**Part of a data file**
## Start

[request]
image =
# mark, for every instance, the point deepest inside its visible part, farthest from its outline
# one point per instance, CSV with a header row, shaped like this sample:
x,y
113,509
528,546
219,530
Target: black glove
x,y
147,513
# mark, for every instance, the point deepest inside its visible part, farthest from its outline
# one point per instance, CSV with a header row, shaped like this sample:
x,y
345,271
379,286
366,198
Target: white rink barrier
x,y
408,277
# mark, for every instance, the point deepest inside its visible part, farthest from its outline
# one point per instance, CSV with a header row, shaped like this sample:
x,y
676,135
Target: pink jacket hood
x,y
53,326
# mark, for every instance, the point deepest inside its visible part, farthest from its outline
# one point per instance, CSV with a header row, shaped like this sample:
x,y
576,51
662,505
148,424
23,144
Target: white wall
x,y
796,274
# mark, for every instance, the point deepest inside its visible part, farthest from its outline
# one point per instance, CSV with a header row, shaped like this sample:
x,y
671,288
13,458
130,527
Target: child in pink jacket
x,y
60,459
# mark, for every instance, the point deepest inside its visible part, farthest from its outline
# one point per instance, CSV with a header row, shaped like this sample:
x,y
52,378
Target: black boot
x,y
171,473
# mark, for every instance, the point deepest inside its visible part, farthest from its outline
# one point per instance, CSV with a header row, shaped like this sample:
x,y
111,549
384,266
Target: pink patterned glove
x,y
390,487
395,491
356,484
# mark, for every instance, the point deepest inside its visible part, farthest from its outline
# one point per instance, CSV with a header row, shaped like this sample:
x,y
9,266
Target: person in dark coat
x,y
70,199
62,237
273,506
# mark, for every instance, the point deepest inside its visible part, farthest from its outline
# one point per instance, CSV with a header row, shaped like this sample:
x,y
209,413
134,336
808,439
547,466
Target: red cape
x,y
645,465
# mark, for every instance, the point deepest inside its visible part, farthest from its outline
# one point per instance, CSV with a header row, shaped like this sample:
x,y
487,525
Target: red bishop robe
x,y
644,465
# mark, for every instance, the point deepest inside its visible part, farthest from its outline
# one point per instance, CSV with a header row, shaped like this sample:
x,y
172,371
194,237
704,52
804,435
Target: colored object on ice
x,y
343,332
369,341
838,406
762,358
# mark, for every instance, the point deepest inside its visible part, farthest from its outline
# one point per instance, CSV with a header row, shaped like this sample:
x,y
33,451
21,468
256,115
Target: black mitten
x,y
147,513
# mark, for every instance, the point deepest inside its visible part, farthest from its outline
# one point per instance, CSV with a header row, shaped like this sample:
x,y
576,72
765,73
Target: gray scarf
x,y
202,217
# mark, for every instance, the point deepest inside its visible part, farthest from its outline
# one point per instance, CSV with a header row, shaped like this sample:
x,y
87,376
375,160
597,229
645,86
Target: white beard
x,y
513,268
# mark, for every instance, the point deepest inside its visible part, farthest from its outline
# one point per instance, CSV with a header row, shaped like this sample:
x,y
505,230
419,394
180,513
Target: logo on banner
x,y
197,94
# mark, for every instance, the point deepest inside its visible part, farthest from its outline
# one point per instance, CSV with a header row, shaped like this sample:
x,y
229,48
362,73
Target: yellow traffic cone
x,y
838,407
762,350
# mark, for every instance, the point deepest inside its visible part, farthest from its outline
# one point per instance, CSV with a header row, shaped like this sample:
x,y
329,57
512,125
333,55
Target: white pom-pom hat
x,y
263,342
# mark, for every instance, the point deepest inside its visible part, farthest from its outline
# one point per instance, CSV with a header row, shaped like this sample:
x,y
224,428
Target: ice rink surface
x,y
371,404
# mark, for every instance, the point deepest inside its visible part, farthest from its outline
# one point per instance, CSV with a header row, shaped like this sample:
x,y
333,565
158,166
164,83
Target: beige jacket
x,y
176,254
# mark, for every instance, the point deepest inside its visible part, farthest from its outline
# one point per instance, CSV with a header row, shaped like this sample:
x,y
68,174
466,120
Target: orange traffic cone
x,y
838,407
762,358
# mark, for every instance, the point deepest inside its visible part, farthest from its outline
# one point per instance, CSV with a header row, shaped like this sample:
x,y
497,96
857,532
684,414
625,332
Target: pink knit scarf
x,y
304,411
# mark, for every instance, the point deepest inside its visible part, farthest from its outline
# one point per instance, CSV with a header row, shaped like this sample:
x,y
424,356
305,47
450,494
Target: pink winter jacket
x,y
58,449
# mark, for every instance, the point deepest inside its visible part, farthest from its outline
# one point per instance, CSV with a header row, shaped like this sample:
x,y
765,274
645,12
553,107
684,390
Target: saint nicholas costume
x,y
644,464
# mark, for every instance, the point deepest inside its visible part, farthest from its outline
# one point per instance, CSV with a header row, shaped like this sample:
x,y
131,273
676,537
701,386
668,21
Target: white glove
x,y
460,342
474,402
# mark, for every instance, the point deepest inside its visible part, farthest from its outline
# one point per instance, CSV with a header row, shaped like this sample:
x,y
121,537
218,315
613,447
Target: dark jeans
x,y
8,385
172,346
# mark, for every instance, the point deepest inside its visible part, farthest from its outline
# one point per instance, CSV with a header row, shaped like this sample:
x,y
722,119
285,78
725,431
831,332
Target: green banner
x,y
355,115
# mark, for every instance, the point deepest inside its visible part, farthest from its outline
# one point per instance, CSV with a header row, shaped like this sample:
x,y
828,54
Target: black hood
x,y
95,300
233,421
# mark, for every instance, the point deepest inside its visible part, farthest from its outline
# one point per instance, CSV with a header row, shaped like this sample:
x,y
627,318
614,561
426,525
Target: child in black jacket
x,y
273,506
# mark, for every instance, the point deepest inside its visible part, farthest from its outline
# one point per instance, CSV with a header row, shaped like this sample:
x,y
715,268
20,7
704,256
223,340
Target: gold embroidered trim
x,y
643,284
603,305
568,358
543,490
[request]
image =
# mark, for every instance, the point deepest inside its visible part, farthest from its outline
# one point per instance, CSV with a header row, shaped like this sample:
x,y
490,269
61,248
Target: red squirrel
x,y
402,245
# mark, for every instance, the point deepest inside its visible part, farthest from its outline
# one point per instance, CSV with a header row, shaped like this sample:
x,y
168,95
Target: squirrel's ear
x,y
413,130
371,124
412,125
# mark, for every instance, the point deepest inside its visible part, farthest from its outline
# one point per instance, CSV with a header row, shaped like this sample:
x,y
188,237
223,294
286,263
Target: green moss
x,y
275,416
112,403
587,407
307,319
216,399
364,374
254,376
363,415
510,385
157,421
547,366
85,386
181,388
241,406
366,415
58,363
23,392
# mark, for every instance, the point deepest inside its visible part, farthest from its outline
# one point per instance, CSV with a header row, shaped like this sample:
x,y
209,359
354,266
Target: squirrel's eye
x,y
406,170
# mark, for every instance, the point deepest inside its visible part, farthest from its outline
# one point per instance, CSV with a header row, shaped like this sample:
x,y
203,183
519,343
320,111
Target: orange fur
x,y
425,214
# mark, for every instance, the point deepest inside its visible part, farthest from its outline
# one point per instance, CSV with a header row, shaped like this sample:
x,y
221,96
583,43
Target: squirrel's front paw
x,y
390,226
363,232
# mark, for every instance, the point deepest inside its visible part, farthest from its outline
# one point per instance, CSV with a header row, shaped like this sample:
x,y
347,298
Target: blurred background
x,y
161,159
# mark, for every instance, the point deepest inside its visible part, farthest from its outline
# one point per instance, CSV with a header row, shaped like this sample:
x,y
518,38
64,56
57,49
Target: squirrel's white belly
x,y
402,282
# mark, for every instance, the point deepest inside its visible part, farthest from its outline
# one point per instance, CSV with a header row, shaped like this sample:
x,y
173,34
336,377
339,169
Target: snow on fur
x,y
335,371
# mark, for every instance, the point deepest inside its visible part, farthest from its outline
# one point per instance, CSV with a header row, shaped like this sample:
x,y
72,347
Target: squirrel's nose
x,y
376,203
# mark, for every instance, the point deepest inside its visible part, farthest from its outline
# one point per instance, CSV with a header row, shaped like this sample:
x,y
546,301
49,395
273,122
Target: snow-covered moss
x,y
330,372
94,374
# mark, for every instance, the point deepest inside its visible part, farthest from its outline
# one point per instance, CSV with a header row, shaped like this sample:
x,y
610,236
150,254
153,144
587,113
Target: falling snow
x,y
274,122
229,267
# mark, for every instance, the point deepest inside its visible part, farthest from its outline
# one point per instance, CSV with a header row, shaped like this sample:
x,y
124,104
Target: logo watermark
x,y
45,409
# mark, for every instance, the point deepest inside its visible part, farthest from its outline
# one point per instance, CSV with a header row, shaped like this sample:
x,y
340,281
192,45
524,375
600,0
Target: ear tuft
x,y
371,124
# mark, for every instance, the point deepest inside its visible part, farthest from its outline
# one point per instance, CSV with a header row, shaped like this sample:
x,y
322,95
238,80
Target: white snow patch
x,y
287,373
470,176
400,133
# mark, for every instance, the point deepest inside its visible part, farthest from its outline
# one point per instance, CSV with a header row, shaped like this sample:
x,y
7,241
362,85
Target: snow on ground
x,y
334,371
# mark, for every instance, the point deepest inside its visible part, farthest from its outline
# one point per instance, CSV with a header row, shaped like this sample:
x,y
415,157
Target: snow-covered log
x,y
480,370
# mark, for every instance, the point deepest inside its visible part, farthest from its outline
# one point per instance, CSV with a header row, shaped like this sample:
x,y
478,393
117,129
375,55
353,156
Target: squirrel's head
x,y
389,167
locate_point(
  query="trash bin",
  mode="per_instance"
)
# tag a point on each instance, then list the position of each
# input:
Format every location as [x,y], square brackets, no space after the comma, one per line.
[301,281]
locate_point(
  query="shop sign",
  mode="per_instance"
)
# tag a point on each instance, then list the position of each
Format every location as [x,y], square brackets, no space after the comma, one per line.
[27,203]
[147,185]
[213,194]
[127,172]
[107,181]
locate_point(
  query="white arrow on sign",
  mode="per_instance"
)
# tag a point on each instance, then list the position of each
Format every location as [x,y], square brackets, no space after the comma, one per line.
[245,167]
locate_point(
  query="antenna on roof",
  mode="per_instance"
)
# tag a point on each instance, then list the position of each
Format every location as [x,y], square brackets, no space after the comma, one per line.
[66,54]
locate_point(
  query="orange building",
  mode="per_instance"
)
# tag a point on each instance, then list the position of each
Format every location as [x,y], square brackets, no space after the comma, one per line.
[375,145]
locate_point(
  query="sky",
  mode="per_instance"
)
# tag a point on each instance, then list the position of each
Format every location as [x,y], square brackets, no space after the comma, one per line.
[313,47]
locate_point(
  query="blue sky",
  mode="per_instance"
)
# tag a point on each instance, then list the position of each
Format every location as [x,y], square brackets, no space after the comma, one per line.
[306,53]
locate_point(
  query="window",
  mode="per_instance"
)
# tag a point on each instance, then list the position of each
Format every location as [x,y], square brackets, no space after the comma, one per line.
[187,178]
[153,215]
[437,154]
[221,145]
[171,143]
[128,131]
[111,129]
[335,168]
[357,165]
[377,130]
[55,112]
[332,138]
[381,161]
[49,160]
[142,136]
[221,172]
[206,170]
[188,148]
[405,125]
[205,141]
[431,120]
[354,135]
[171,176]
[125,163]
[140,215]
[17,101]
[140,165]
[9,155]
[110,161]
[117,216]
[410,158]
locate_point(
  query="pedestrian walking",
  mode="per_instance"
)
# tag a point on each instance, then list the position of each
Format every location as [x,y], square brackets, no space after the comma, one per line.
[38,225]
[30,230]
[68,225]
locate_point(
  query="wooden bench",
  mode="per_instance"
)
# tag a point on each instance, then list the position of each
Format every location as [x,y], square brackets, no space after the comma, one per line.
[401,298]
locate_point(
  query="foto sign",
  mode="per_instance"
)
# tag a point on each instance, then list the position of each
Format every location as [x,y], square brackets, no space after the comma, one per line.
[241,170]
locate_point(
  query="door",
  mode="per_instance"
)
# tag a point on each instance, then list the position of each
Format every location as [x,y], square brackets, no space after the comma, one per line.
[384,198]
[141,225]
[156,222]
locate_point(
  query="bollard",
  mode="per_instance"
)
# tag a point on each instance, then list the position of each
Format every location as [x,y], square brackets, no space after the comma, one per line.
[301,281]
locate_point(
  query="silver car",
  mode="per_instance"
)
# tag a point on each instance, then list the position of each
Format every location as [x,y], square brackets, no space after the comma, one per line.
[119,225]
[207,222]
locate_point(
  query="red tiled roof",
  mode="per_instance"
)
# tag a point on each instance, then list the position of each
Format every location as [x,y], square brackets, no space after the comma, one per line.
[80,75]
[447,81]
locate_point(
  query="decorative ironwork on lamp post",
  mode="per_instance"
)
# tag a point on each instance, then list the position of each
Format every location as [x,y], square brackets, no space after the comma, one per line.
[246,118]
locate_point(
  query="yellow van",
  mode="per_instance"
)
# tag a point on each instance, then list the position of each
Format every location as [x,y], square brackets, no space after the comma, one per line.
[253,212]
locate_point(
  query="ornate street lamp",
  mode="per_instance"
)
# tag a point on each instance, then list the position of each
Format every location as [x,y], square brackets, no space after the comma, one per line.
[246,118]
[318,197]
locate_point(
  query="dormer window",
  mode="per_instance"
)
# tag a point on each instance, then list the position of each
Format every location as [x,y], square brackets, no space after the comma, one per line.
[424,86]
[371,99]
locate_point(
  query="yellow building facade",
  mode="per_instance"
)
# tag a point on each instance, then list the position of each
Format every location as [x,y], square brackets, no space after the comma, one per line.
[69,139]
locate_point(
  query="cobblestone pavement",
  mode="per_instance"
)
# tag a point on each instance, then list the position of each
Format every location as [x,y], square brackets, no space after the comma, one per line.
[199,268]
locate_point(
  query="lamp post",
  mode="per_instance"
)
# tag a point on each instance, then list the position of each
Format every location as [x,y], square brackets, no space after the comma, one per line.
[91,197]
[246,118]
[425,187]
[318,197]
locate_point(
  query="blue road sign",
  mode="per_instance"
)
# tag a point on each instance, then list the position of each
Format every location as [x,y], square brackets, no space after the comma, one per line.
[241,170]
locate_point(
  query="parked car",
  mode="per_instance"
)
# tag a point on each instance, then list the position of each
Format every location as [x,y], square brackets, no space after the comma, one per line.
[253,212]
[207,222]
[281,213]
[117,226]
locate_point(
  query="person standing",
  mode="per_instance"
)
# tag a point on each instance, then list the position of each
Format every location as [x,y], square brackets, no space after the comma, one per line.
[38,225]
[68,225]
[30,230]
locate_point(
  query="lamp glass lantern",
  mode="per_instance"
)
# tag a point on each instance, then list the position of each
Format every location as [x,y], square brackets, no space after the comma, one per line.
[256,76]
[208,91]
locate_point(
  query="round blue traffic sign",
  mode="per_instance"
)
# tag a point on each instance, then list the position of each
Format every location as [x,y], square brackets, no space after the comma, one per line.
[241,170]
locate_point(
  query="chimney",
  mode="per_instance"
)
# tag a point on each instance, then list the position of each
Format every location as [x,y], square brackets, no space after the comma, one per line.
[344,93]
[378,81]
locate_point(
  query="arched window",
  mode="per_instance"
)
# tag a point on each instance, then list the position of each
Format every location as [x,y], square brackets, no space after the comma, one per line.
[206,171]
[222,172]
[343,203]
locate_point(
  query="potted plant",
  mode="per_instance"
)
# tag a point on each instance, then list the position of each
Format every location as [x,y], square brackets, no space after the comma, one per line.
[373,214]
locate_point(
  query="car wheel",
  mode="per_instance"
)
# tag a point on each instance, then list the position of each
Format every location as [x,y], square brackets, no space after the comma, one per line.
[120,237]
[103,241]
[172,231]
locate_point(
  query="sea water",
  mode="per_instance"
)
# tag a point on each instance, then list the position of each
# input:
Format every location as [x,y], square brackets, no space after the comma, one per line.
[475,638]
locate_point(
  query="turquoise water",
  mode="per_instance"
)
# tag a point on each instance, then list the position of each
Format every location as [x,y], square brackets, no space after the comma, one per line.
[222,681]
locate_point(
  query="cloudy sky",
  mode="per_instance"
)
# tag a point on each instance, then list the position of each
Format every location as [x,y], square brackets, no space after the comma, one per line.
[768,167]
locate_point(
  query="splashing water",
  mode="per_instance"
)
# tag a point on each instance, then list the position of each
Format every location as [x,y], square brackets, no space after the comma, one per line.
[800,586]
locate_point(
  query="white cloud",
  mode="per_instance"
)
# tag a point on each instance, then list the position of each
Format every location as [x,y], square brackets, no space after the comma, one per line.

## End

**Given task**
How many lines of the listing above contain the string "window", with case counting? Give only the number.

**Reply to the exercise**
3